■ TASKS TO CARRY OUT ■
a: Answer these questions using the passage on the bug classifier:
(i) Which bug in the training data has a length of 3.0?
(ii) What value is chosen for the intercept \(b\)?
(iii) What do computer scientists call a repeatable series of computer instructions?
b: Can you retype the passage on the bug classifier between "Let’s start with" and "zero intercept \(b=0\).", inclusive?

**** SOURCE

You are part of a Turing test, but are also providing training labels for the images for future use.

Example

Width

Length

Bug

1

3.0

1.0

ladybird

2

1.0

3.0

caterpillar

We have an example of a bug which has width 3.0 and length 1.0, which we know is a ladybird. We also have an example of a bug which is longer at 3.0 and thinner at 1.0, which is a caterpillar. This is a set of examples which we declare to be the truth.

It is these examples which will help refine the slope of the classifier function. Examples of truth used to teach a predictor or a classifier are called the training data. Let’s plot these two training data examples. Visualising data is often very helpful to get a better understand of it, a feel for it, which isn’t easy to get just by looking at a list or table of numbers.

Let’s start with a random dividing line, just to get started somewhere. Looking back at our miles to kilometre predictor, we had a linear function whose parameter we adjusted. We can do the same here, because the dividing line is a straight line: \(y = Ax+b\)

We’ve deliberately used the names \(y\) and \(x\) instead of length and width, because strictly speaking, the line is not a predictor here. It doesn’t convert width to length, like we previously converted miles to kilometres. Instead, it is a dividing line, a classifier. To keep the garden bug scenario as simple as possible we will choose a zero intercept \(b=0\).

We saw before that the parameter \(A\) controls the slope of the line. The larger \(A\) is the larger the slope. Let’s go for \(A\) is 0.25 to get started. The dividing line is \(y = 0.25x\). Let’s plot this line on the same plot of training data to see what it looks like:

Well, we can see that the line \(y = 0.25x\) isn’t a good classifier already without the need to do any calculations. The line doesn’t divide the two types of bug - We can’t say “if the bug is above the line then it is a caterpillar” because the ladybird is above the line too.

So intuitively we need to move the line up a bit. We’ll resist the temptation to do this by looking at the plot and drawing a suitable line. We want to see if we can find a repeatable recipe to do this, a series of computer instructions, which computer scientists call an algorithm.

********
**** DATA ENTRIES

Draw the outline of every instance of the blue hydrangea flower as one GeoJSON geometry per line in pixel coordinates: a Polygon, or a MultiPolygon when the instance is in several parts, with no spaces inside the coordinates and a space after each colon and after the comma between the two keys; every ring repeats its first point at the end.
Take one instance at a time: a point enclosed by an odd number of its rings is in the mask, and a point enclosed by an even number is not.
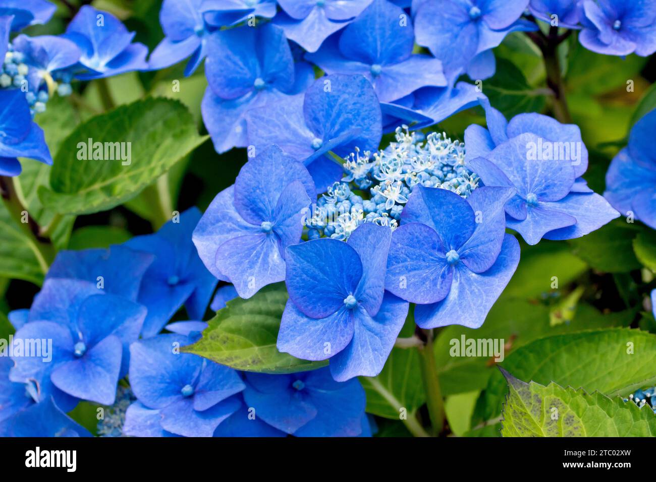
{"type": "Polygon", "coordinates": [[[202,319],[216,279],[203,265],[192,243],[201,218],[195,207],[167,222],[154,234],[136,236],[125,243],[155,255],[144,274],[137,300],[148,309],[142,334],[153,336],[184,304],[192,319],[202,319]]]}
{"type": "Polygon", "coordinates": [[[403,125],[412,125],[413,129],[428,127],[480,105],[482,100],[487,98],[476,86],[466,82],[453,86],[449,81],[444,87],[422,87],[402,98],[380,103],[382,130],[386,134],[403,125]]]}
{"type": "Polygon", "coordinates": [[[138,403],[125,415],[126,435],[211,437],[241,405],[237,372],[196,355],[180,352],[188,339],[162,334],[130,347],[130,384],[138,403]],[[153,419],[159,424],[152,424],[153,419]],[[155,433],[154,433],[153,432],[155,433]],[[159,432],[159,434],[156,434],[159,432]]]}
{"type": "Polygon", "coordinates": [[[132,43],[134,32],[128,31],[110,13],[84,5],[66,28],[63,37],[81,52],[75,77],[91,80],[148,68],[148,49],[132,43]]]}
{"type": "Polygon", "coordinates": [[[348,24],[371,0],[278,0],[283,11],[274,22],[308,52],[316,52],[329,35],[348,24]]]}
{"type": "Polygon", "coordinates": [[[249,144],[279,146],[307,166],[321,191],[342,175],[340,165],[324,155],[375,150],[382,129],[378,98],[360,75],[318,79],[304,95],[251,111],[247,123],[249,144]]]}
{"type": "Polygon", "coordinates": [[[70,410],[75,399],[112,405],[127,371],[129,345],[146,308],[77,279],[49,279],[35,297],[16,340],[51,340],[51,361],[41,353],[14,356],[12,381],[35,380],[43,396],[70,410]]]}
{"type": "Polygon", "coordinates": [[[285,279],[285,249],[298,243],[314,185],[300,163],[276,146],[258,151],[234,186],[220,192],[194,231],[210,271],[242,298],[285,279]]]}
{"type": "Polygon", "coordinates": [[[415,33],[407,16],[387,0],[374,0],[352,23],[331,35],[306,58],[327,73],[360,73],[374,86],[380,102],[404,97],[426,86],[447,85],[441,62],[413,54],[415,33]]]}
{"type": "Polygon", "coordinates": [[[89,430],[47,399],[0,424],[0,437],[91,437],[89,430]]]}
{"type": "Polygon", "coordinates": [[[279,351],[306,360],[330,359],[338,381],[380,373],[409,306],[384,291],[391,237],[388,228],[365,223],[346,243],[323,238],[287,248],[289,300],[279,351]]]}
{"type": "Polygon", "coordinates": [[[141,280],[154,260],[150,252],[116,245],[107,249],[62,251],[51,265],[46,279],[82,279],[108,293],[136,301],[141,280]]]}
{"type": "Polygon", "coordinates": [[[482,187],[464,199],[419,186],[408,199],[390,245],[385,289],[413,303],[422,328],[478,328],[520,261],[505,233],[510,188],[482,187]]]}
{"type": "Polygon", "coordinates": [[[508,33],[535,30],[519,20],[529,0],[426,0],[416,11],[417,43],[443,62],[447,72],[466,70],[486,79],[495,70],[492,49],[508,33]]]}
{"type": "Polygon", "coordinates": [[[656,230],[656,110],[636,123],[628,146],[615,156],[606,172],[604,197],[624,216],[656,230]]]}
{"type": "Polygon", "coordinates": [[[586,49],[607,55],[656,52],[656,0],[583,2],[583,30],[579,41],[586,49]]]}
{"type": "Polygon", "coordinates": [[[283,375],[246,372],[244,380],[244,401],[256,420],[281,432],[296,437],[355,437],[363,424],[369,428],[360,382],[335,382],[327,367],[283,375]]]}
{"type": "Polygon", "coordinates": [[[184,69],[190,75],[205,58],[212,32],[251,15],[275,14],[275,0],[165,0],[159,11],[165,37],[151,53],[148,66],[158,70],[191,57],[184,69]]]}
{"type": "Polygon", "coordinates": [[[16,383],[9,380],[14,366],[7,353],[0,356],[0,426],[2,421],[40,401],[38,385],[31,380],[16,383]]]}
{"type": "Polygon", "coordinates": [[[210,304],[210,309],[213,311],[218,311],[219,310],[226,308],[226,304],[230,300],[237,298],[237,290],[232,285],[224,285],[219,287],[216,292],[214,295],[214,299],[210,304]]]}
{"type": "Polygon", "coordinates": [[[468,166],[487,186],[516,189],[506,205],[506,226],[527,243],[581,237],[619,216],[581,178],[588,151],[578,126],[537,113],[507,122],[489,104],[486,110],[488,130],[465,131],[468,166]]]}
{"type": "Polygon", "coordinates": [[[75,43],[54,35],[20,35],[12,43],[14,52],[22,54],[23,62],[30,68],[26,76],[30,91],[37,94],[44,82],[47,87],[44,90],[54,90],[54,73],[75,65],[80,58],[75,43]]]}
{"type": "Polygon", "coordinates": [[[249,145],[245,115],[249,110],[262,107],[275,112],[275,101],[287,102],[287,94],[302,91],[314,78],[309,64],[295,66],[283,31],[270,24],[216,32],[207,50],[209,87],[203,98],[203,120],[219,153],[249,145]]]}
{"type": "Polygon", "coordinates": [[[0,175],[20,174],[16,157],[52,163],[43,131],[32,121],[24,92],[0,89],[0,175]]]}
{"type": "Polygon", "coordinates": [[[580,0],[531,0],[531,13],[549,24],[552,16],[558,17],[558,26],[563,28],[580,28],[579,22],[583,16],[583,6],[580,0]]]}
{"type": "Polygon", "coordinates": [[[11,30],[18,31],[29,25],[48,23],[56,10],[47,0],[3,0],[0,16],[12,16],[11,30]]]}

********

■ FINAL ANSWERS ■
a:
(i) The caterpillar
(ii) Zero (\(b=0\))
(iii) An algorithm

b:
Let’s start with a random dividing line, just to get started somewhere. Looking back at our miles to kilometre predictor, we had a linear function whose parameter we adjusted. We can do the same here, because the dividing line is a straight line: \(y = Ax+b\)

We’ve deliberately used the names \(y\) and \(x\) instead of length and width, because strictly speaking, the line is not a predictor here. It doesn’t convert width to length, like we previously converted miles to kilometres. Instead, it is a dividing line, a classifier. To keep the garden bug scenario as simple as possible we will choose a zero intercept \(b=0\).